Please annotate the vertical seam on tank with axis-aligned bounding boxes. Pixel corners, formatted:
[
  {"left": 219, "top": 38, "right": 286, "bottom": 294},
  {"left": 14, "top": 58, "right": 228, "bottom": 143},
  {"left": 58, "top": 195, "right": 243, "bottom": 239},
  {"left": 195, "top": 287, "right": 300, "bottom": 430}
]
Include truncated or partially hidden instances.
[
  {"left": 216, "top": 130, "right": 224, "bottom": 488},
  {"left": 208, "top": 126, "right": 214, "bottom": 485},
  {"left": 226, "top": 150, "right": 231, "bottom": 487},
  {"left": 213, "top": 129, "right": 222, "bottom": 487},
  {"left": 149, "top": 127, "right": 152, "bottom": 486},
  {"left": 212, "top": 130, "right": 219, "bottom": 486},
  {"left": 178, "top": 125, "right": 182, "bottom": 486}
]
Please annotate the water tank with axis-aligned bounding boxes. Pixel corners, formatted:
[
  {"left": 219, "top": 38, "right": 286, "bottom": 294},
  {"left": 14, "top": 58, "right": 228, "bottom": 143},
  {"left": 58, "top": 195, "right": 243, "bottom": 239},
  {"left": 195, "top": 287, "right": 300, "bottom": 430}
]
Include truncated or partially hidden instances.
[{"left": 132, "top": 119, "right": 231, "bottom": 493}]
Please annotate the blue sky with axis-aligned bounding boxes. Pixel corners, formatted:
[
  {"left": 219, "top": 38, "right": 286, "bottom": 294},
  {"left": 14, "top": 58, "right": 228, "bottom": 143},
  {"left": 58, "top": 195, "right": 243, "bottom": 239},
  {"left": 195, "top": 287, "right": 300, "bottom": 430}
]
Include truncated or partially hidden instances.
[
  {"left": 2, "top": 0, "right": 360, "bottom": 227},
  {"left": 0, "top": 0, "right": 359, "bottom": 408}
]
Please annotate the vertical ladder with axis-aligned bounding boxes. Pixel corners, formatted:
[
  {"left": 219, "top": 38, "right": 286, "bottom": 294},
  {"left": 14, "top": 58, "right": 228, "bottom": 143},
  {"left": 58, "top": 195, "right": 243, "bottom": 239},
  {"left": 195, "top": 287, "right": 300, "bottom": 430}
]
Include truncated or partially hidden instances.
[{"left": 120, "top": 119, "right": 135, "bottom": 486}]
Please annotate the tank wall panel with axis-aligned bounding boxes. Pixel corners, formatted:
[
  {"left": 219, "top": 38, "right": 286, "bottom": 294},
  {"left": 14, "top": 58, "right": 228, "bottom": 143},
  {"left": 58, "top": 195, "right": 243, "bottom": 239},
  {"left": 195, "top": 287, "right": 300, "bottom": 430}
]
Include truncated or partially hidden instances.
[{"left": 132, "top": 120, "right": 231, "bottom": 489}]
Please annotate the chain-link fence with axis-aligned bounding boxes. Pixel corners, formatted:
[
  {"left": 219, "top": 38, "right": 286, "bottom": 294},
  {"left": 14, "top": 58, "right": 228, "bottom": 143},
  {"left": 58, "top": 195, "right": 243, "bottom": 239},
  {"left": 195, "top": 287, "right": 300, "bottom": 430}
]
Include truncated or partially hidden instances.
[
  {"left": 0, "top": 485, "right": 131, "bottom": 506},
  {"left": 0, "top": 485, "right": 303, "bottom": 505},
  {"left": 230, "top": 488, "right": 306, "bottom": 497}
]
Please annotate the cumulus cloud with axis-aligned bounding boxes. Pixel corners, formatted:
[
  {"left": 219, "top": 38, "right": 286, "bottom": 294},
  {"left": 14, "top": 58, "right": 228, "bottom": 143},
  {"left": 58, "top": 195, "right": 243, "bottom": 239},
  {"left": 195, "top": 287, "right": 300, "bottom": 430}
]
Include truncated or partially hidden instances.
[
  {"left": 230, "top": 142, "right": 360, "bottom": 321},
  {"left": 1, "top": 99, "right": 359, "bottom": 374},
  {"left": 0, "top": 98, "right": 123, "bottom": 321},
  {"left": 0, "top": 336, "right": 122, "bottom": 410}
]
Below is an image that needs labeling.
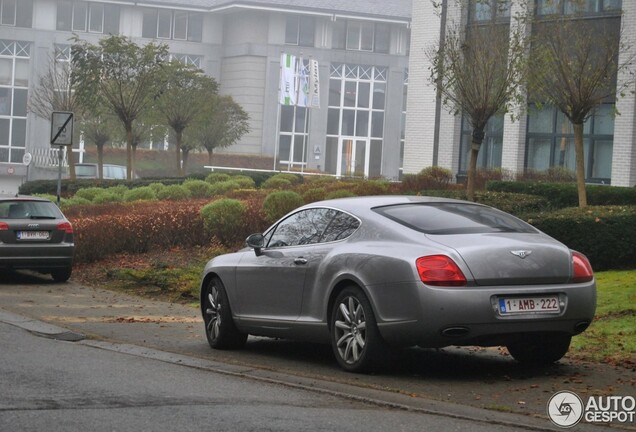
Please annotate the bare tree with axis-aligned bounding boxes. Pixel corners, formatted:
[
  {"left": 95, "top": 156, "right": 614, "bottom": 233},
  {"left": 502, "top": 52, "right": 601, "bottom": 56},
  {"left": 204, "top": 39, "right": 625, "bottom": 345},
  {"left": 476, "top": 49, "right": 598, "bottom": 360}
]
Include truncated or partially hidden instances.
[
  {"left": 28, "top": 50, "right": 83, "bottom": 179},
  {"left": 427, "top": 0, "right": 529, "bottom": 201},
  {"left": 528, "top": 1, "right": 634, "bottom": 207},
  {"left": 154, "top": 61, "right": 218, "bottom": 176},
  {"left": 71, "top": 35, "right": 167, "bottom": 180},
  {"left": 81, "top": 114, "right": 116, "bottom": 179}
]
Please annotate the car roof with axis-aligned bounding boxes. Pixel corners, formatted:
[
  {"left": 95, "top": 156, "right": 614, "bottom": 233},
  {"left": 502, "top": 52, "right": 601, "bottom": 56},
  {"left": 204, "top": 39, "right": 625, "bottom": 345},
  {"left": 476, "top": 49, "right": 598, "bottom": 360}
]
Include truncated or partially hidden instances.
--------------------------------
EXERCISE: What the answer needs is every record above, exactly as written, and no pictures.

COMPLETED EXERCISE:
Please annotate the vertical seam on tank with axis-aligned bounding boxes. Pixel corners, formatted:
[
  {"left": 219, "top": 38, "right": 286, "bottom": 294},
  {"left": 14, "top": 58, "right": 228, "bottom": 143},
  {"left": 58, "top": 195, "right": 243, "bottom": 239},
  {"left": 195, "top": 287, "right": 300, "bottom": 430}
]
Include truncated or partially hidden instances.
[
  {"left": 216, "top": 130, "right": 224, "bottom": 488},
  {"left": 208, "top": 126, "right": 214, "bottom": 485},
  {"left": 226, "top": 150, "right": 231, "bottom": 487},
  {"left": 213, "top": 129, "right": 222, "bottom": 487},
  {"left": 149, "top": 127, "right": 152, "bottom": 486},
  {"left": 212, "top": 130, "right": 219, "bottom": 486},
  {"left": 178, "top": 125, "right": 182, "bottom": 486}
]
Please annotate the water tank with axis-aligned bounding boxes. Pixel corners, formatted:
[
  {"left": 219, "top": 38, "right": 286, "bottom": 294},
  {"left": 14, "top": 58, "right": 228, "bottom": 143},
  {"left": 58, "top": 195, "right": 243, "bottom": 239},
  {"left": 195, "top": 287, "right": 300, "bottom": 430}
]
Include truncated or partially hidden instances.
[{"left": 132, "top": 119, "right": 231, "bottom": 493}]
Please annotate the blue sky with axis-aligned bounding boxes. Pixel corners, formatted:
[
  {"left": 219, "top": 38, "right": 286, "bottom": 294},
  {"left": 14, "top": 58, "right": 228, "bottom": 143},
  {"left": 58, "top": 195, "right": 243, "bottom": 239},
  {"left": 195, "top": 287, "right": 300, "bottom": 430}
]
Include truncated or partially hidden instances.
[
  {"left": 2, "top": 0, "right": 360, "bottom": 227},
  {"left": 0, "top": 0, "right": 359, "bottom": 408}
]
Please annotate the vertical ladder with axis-aligned bounding boxes. Pixel corners, formatted:
[
  {"left": 219, "top": 38, "right": 286, "bottom": 294},
  {"left": 14, "top": 58, "right": 228, "bottom": 143},
  {"left": 58, "top": 195, "right": 243, "bottom": 239},
  {"left": 195, "top": 287, "right": 300, "bottom": 430}
]
Include truncated or partially hidden instances.
[{"left": 120, "top": 119, "right": 135, "bottom": 486}]
Please annotate the tank wall panel with axis-aligned bounding boxes. Pixel corners, formatted:
[
  {"left": 219, "top": 38, "right": 286, "bottom": 294},
  {"left": 14, "top": 58, "right": 228, "bottom": 143},
  {"left": 58, "top": 195, "right": 243, "bottom": 239},
  {"left": 195, "top": 287, "right": 300, "bottom": 430}
]
Include truncated or partially hidden instances.
[{"left": 132, "top": 120, "right": 231, "bottom": 489}]
Please annotate the chain-link fence with axis-aligned bounding boxes. Pixel corners, formatted:
[
  {"left": 219, "top": 38, "right": 286, "bottom": 294},
  {"left": 14, "top": 58, "right": 228, "bottom": 143},
  {"left": 58, "top": 195, "right": 243, "bottom": 239},
  {"left": 195, "top": 287, "right": 300, "bottom": 430}
]
Include truncated or partially hidden instances.
[
  {"left": 0, "top": 485, "right": 131, "bottom": 506},
  {"left": 0, "top": 485, "right": 303, "bottom": 505},
  {"left": 230, "top": 488, "right": 306, "bottom": 497}
]
Please annotate the cumulus cloud with axis-aligned bounding boxes. Pixel corners, formatted:
[
  {"left": 219, "top": 38, "right": 286, "bottom": 294},
  {"left": 14, "top": 58, "right": 228, "bottom": 143},
  {"left": 58, "top": 195, "right": 243, "bottom": 239},
  {"left": 195, "top": 287, "right": 300, "bottom": 430}
]
Include truncated or partially hidden instances.
[
  {"left": 230, "top": 142, "right": 360, "bottom": 321},
  {"left": 1, "top": 99, "right": 359, "bottom": 374},
  {"left": 0, "top": 98, "right": 123, "bottom": 321},
  {"left": 0, "top": 336, "right": 122, "bottom": 410}
]
Below is an image that needs labeling.
Please annotate the bare tree with axis-aligned bounding boxes. Pixel corners, formatted:
[
  {"left": 95, "top": 156, "right": 614, "bottom": 233},
  {"left": 502, "top": 52, "right": 601, "bottom": 56},
  {"left": 204, "top": 39, "right": 625, "bottom": 345},
  {"left": 476, "top": 49, "right": 598, "bottom": 360}
]
Include truncated or partially hidden instances.
[
  {"left": 28, "top": 50, "right": 83, "bottom": 179},
  {"left": 427, "top": 0, "right": 529, "bottom": 201},
  {"left": 528, "top": 1, "right": 634, "bottom": 207},
  {"left": 154, "top": 61, "right": 218, "bottom": 176},
  {"left": 71, "top": 35, "right": 167, "bottom": 180},
  {"left": 81, "top": 114, "right": 116, "bottom": 179}
]
Please annotate the car roof with axis-aligned bounding boxes. Pixel corners, formatted:
[
  {"left": 95, "top": 156, "right": 614, "bottom": 233},
  {"left": 502, "top": 52, "right": 601, "bottom": 56},
  {"left": 204, "top": 39, "right": 625, "bottom": 345},
  {"left": 476, "top": 49, "right": 598, "bottom": 360}
]
Include truncated or partially hidden instances.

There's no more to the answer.